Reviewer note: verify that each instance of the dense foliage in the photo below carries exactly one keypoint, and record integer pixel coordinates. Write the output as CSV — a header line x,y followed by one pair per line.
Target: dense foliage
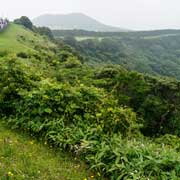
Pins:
x,y
125,125
155,52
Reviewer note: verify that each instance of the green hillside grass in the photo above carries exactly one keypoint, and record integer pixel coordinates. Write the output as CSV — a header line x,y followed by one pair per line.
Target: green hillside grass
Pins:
x,y
16,38
22,157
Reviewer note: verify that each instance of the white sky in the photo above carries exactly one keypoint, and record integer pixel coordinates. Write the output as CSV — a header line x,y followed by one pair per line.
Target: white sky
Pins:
x,y
131,14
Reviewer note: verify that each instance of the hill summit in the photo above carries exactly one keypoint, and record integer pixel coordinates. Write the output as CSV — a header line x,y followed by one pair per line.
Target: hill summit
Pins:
x,y
73,21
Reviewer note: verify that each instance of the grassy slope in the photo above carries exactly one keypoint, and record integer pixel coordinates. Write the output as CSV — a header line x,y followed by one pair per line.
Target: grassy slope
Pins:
x,y
24,158
16,38
20,156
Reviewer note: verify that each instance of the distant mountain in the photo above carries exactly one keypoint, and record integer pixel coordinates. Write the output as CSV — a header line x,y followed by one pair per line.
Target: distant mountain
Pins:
x,y
73,21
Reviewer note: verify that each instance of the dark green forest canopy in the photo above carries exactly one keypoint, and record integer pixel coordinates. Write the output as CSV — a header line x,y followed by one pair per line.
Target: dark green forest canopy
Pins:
x,y
124,124
152,52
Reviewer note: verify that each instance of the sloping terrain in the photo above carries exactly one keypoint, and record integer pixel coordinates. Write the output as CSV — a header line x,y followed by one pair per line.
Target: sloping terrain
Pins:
x,y
73,21
123,124
22,157
16,38
153,52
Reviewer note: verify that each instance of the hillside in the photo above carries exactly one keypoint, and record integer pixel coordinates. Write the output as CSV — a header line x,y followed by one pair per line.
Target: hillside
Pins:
x,y
122,124
153,52
17,38
73,21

········

(What the task requires)
Retype nothing except the lines from the line holding "Reviewer note: verify that each instance of the dark" through the last line of the entries, both included.

(Output below)
Reviewer note: verify that each instance of the dark green forest canopy in the photo above carries exactly one keypoint, and record integer pixel coordinates. Write the output as CSV — a header line x,y followed by one pair per line.
Target: dark green forest canopy
Pins:
x,y
124,124
152,52
Reviewer note: verify that each instance of the sloping terrain in the photo above carries exactly one keypoint, and record integer pixel coordinates. Write the output as CSV — a header line x,y followed by one pair per line.
Target: sloping terrain
Pins:
x,y
73,21
123,124
22,157
16,38
153,52
Reviewer note: verify that each instance of the hillside in the photo above carries exactly one keypoint, and record integer pixel coordinates. Write the output as CSV — a header line x,y followed by one pair per line.
Target: hillside
Pins:
x,y
122,124
153,52
17,38
73,21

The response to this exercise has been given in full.